Document →
==============================
Inside: Learn why millennials don’t want stuff and what to do when your kids don’t want your stuff.
If you’re the parent of a millennial, I’ve got some bad news.
They likely don’t want your stuff.
If you have plans to gift your children your antique furniture, fancy dishes and flatware, or your beloved collections, it’s time to reconsider those plans. Because chances are good that your kids don’t want your stuff.
Instead of buying larger and larger homes, many millennials are renting smaller spaces close to urban areas. And instead of filling their homes with stuff, many prefer to fill their lives with experiences and adventures.
Why are millennials rejecting prized family possessions?
Keep reading to learn why!
Why Are Millennials Refusing Treasured Family Possessions?
As a parent, it can’t be easy to accept the fact that your kids don’t want your treasured family heirlooms.
These things may have been passed down through generations. They may have survived historical moments – and pivotal moments in your family history.
Those things have meaning. They hold memories. They’re important.
Well, they’re important to you.
Your kids may have other feelings about them.
Younger generations care less about stuff.
==============================
Stored rows →
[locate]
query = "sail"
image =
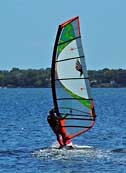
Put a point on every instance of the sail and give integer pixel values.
(71, 90)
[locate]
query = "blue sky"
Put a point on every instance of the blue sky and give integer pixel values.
(28, 30)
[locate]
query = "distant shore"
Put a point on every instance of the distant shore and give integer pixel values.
(33, 78)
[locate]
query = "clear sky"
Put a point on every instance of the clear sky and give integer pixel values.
(28, 30)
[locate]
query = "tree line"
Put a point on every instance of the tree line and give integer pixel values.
(41, 78)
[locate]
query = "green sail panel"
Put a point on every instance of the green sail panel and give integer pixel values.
(71, 89)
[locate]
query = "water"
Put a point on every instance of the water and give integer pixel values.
(26, 139)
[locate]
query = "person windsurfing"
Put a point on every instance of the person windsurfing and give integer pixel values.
(56, 125)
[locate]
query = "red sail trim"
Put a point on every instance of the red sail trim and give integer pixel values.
(69, 21)
(78, 26)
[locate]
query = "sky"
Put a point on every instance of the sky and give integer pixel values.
(28, 29)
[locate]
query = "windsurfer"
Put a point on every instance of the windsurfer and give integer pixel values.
(56, 125)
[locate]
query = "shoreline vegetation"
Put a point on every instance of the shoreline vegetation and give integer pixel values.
(40, 78)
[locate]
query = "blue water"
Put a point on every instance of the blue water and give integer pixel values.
(26, 140)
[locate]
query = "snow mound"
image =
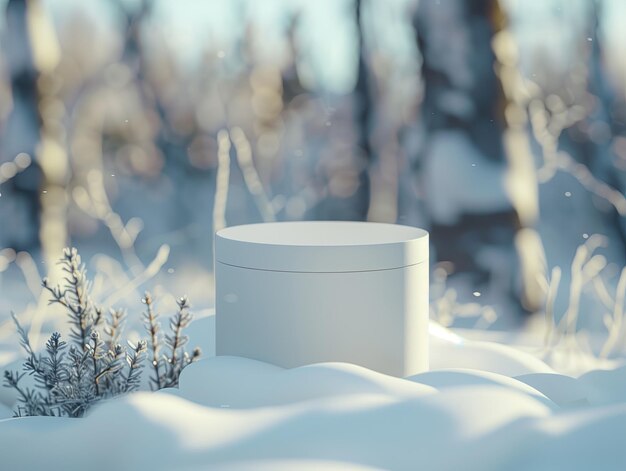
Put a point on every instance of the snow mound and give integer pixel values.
(239, 414)
(243, 383)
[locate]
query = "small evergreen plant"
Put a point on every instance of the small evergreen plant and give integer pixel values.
(69, 377)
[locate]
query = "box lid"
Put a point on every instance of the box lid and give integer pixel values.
(321, 246)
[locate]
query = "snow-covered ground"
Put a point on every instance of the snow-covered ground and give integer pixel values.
(484, 405)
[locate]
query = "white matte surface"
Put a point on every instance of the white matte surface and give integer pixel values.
(307, 312)
(321, 246)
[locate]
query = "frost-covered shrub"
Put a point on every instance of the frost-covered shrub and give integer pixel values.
(93, 365)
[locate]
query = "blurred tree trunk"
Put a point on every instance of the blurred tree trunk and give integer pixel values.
(364, 112)
(591, 140)
(473, 220)
(19, 206)
(354, 206)
(34, 54)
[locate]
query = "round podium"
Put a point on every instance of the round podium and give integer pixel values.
(295, 293)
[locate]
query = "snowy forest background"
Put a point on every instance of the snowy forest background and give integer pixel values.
(134, 129)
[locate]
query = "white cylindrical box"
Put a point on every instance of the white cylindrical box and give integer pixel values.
(295, 293)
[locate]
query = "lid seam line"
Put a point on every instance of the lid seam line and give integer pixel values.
(321, 272)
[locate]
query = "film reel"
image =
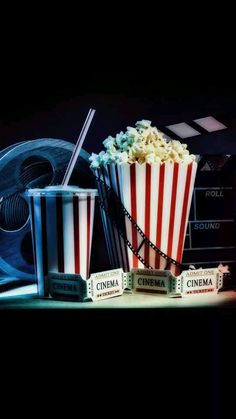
==============================
Problems to work on →
- a) From the article on millennials and family heirlooms, output the passage that begins with "Inside: Learn why" and ends after "likely don’t want your stuff.", reproduced word for word.
- b) According to the article on millennials and family heirlooms, what are many millennials doing instead of buying larger and larger homes?

Answers for this exercise →
- a)
Inside: Learn why millennials don’t want stuff and what to do when your kids don’t want your stuff.
If you’re the parent of a millennial, I’ve got some bad news.
They likely don’t want your stuff.

- b) They are renting smaller spaces close to urban areas.